====== TEXT SECTION

I spent a lovely day out at Pyramid Lake. Temps were in the high 60s to low
70's with a mild breeze.
I started out at the Willows, where I found the possible female/immature Purple
Finch that Martin found a few days ago. Most of the other birds there were the
same that Martin and Dennis mentioned, except I did have a female Varied Thrush,
and didn't find the Yellow Warbler or the Canyon Wren.
I stopped at various places along the way south. I did have a female Bufflehead
near the marina, and a few Greater Scaup at several locations. Still no Suft
Scoters that I could see.
At the Delta, there were 4 Tundra Swans, and 7 White Pelicans. I walked along
the edge of the mud towards the furthest part of the bay, when I spotted a very
bright, fat bird on the mudflat. There were several American Pipits nearby, and
a few Least Sandpipers. After watching this bird for about an hour, I was
convinced it was a Longspur, but I wasn't sure what kind, since I had stupidly
left my guidebook back in the car. I retrieved the book and returned to watch
the bird, and I am pretty certain it was a Lapland Longspur. I believe it was
an adult male in nonbreeding plumage. It had long, drooping wings with long
dark primary tips, and the greater wing coverts were rufous, with a thin white
wing bar. The face was very buffy, almost ocher-colored (but maybe that was the
lighting). A short distance behind its eye was a black line that circled around
its cheek. Outside of this dark line was some white. The nape was chestnut.

============
====== RECORDED INFORMATION

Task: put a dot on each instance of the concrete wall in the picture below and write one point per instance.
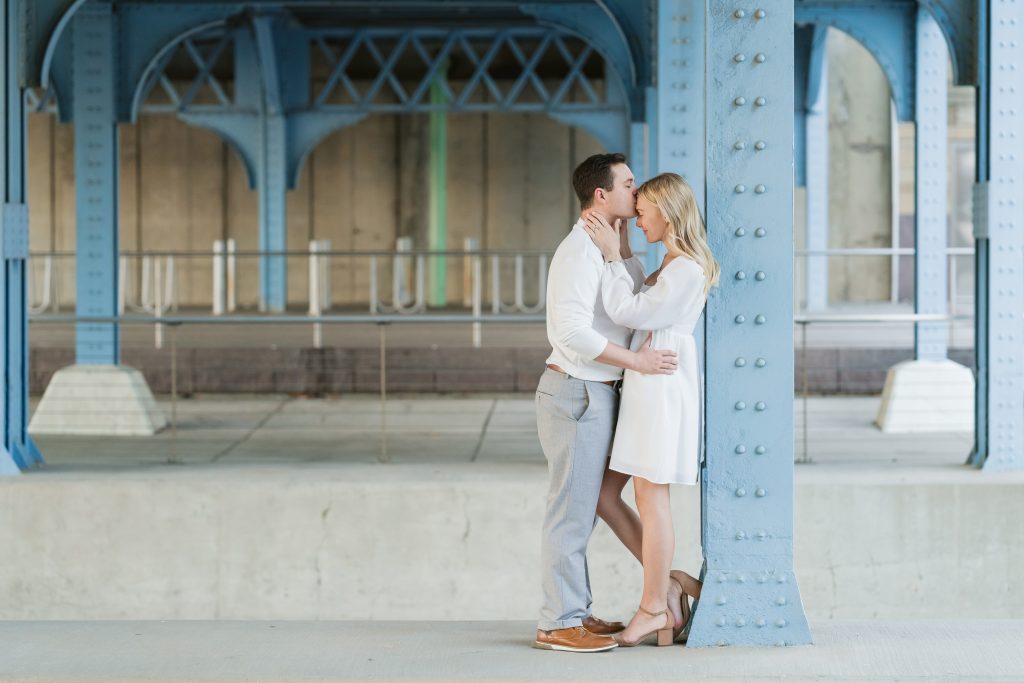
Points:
(181, 187)
(409, 542)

============

According to the Pyramid Lake birding report, what color was the nape of the bird identified as a Lapland Longspur? The data come from a different source than the Pyramid Lake birding report.

The nape was chestnut.